[Dataset excerpts]
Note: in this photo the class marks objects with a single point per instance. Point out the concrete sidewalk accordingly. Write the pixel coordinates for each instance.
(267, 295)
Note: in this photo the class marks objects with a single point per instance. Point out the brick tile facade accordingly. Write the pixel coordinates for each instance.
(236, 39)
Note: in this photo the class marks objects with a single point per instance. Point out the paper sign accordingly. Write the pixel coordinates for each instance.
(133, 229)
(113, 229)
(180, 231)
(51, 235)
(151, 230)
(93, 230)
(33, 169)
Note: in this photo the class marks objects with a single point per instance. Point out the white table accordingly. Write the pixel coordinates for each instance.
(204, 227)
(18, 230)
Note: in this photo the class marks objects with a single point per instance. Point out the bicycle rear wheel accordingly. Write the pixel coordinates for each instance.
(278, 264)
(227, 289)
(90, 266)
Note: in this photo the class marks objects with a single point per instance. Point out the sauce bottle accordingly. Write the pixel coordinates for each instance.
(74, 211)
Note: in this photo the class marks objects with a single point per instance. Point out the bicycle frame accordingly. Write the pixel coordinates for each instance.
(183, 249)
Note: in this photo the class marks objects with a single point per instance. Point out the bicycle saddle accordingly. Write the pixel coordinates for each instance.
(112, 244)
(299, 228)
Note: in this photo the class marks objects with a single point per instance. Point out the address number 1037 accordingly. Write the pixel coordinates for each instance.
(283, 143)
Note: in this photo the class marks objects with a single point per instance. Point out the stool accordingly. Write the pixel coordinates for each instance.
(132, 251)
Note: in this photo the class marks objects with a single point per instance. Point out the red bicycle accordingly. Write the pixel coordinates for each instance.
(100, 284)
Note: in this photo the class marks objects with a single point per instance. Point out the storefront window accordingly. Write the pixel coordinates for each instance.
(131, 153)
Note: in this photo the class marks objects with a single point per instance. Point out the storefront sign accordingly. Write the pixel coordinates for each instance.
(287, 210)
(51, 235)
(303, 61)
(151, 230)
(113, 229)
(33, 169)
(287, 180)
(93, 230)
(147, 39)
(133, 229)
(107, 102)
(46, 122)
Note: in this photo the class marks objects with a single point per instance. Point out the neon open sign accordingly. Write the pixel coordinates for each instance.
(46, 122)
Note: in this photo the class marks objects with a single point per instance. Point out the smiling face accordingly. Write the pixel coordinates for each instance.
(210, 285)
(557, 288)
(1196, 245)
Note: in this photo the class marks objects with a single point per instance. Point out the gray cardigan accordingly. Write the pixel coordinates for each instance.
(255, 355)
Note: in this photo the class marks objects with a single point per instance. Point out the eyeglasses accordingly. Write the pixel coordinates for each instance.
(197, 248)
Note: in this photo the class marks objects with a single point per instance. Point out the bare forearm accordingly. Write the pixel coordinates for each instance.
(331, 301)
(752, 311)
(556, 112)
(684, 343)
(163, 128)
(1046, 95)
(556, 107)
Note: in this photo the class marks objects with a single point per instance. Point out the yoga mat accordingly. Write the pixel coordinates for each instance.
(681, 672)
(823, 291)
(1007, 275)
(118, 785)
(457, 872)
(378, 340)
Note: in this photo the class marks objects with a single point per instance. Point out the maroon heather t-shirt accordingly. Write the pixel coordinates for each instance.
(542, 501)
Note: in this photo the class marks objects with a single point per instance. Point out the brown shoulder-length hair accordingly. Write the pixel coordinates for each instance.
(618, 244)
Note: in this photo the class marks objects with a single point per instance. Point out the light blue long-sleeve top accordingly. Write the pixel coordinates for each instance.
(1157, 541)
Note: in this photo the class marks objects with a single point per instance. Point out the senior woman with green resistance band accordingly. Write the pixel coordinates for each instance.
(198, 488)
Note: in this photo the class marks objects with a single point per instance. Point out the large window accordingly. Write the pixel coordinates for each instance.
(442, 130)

— WORK TO COMPLETE —
Make an exact copy of the records.

— RESPONSE BOX —
Note: in this photo the class marks objects with a single point per instance. Point out the concrete sidewalk accordingly. Write the pixel coordinates for each instance.
(267, 295)
Note: in this photo the class marks objects with a single point per instance. Point out the brick tile facade accordingly. Write the pixel coordinates for each instance.
(236, 39)
Note: in this photo the class marks objects with a single point per instance. Point out the paper sign accordingly. Write the pixel coordinates for each instance.
(133, 229)
(113, 229)
(180, 231)
(51, 235)
(151, 230)
(93, 230)
(33, 169)
Note: in this photo the class marks objects with a single point per instance. Point out the white table accordingly. Write the pixel coordinates for each instance.
(204, 227)
(18, 230)
Note: in this photo the class marks objects with a single point per instance. Point out the bicycle rear wheel accordingly. Write the pixel coordinates for each instance.
(278, 264)
(227, 289)
(90, 266)
Note: in this photo the class marks objects with a single point per instance. Point out the sauce bottle accordingly. Write the pixel coordinates for each instance.
(74, 211)
Note: in this photo the class marks objects with a single point per instance. Point out the bicycle frame accordingly. Write the pixel coordinates for each instance.
(183, 249)
Note: in this photo the class marks objects with a single point per instance. Point out the bicycle saddle accordingly. Write the pixel coordinates for each instance.
(112, 244)
(299, 228)
Note: in this photo the class marks objects with a single point per instance. Point out the address number 1037 accordingly. Write the pixel coordinates for each instance.
(283, 143)
Note: in this photo the class marks objects with a single point per instance. Point out the stool accordingly. Write the pixel coordinates for each instance.
(132, 251)
Note: in this photo the class marks objects with a single point per instance. Point out the red bicycle accordingly. Write the pixel coordinates for each instance.
(100, 284)
Note: in this photo the class marks objects with a single point per instance. Point out the storefront window accordingly. Write the pixel coordinates for each instance.
(131, 153)
Note: in this photo the class marks objects with a single point per instance. Point out the storefront sign accordingly. Write the pixel coordinates for each instance.
(287, 210)
(51, 235)
(303, 61)
(151, 230)
(113, 229)
(33, 169)
(287, 180)
(93, 230)
(147, 39)
(133, 229)
(107, 102)
(46, 122)
Note: in this photo the class marks objects with a single point per instance. Point out the neon open sign accordingly. Write the pixel coordinates for each instance.
(46, 122)
Note: in this photo the class marks objects with a single point per instance. Point out the smiling face accordingly. Write the pixel coordinates for each instance.
(210, 285)
(557, 288)
(1196, 245)
Note: in this photo the class marks objects with a single point per instance. Point out the gray cardigan accordingly. Write the pixel coordinates for each instance.
(255, 355)
Note: in this photo the class marks objects with a single point per instance. Point out the eyeglasses accordingly. Write the pixel coordinates for each instance.
(197, 248)
Note: in this photo the class marks objects with a single point per instance. Point out the bare forearm accordingly. Write the pixel coordinates for each instance.
(331, 301)
(752, 311)
(556, 112)
(684, 343)
(163, 128)
(1046, 95)
(556, 107)
Note: in this photo the class marks objects with a single point per instance. Point out the yoga mat accordingly. Write the pixel coordinates for each instance.
(681, 672)
(823, 291)
(1007, 275)
(118, 785)
(457, 872)
(378, 340)
Note: in this photo the class marks objects with a single point per instance. Point out the maroon heather t-shirt accordingly. Write the pixel coordinates for each instance.
(542, 501)
Note: in this photo the class marks objects with a single point per instance. Point out the brown shoulder-length hair accordingly. Write the pixel coordinates for each instance.
(618, 244)
Note: in this photo the class marks objects with a single point per instance. Point out the light blue long-sleeve top accordingly. Write the pixel coordinates for each instance.
(1157, 541)
Note: in this photo the class marks objects with a single point per instance. Point out the senior woman with green resistance band accordingly. Write the pixel coordinates for each instance.
(198, 488)
Note: in this photo the class marks objects with a single point per instance. Point out the large window accordingly. Write the pixel coordinates for each instance.
(442, 130)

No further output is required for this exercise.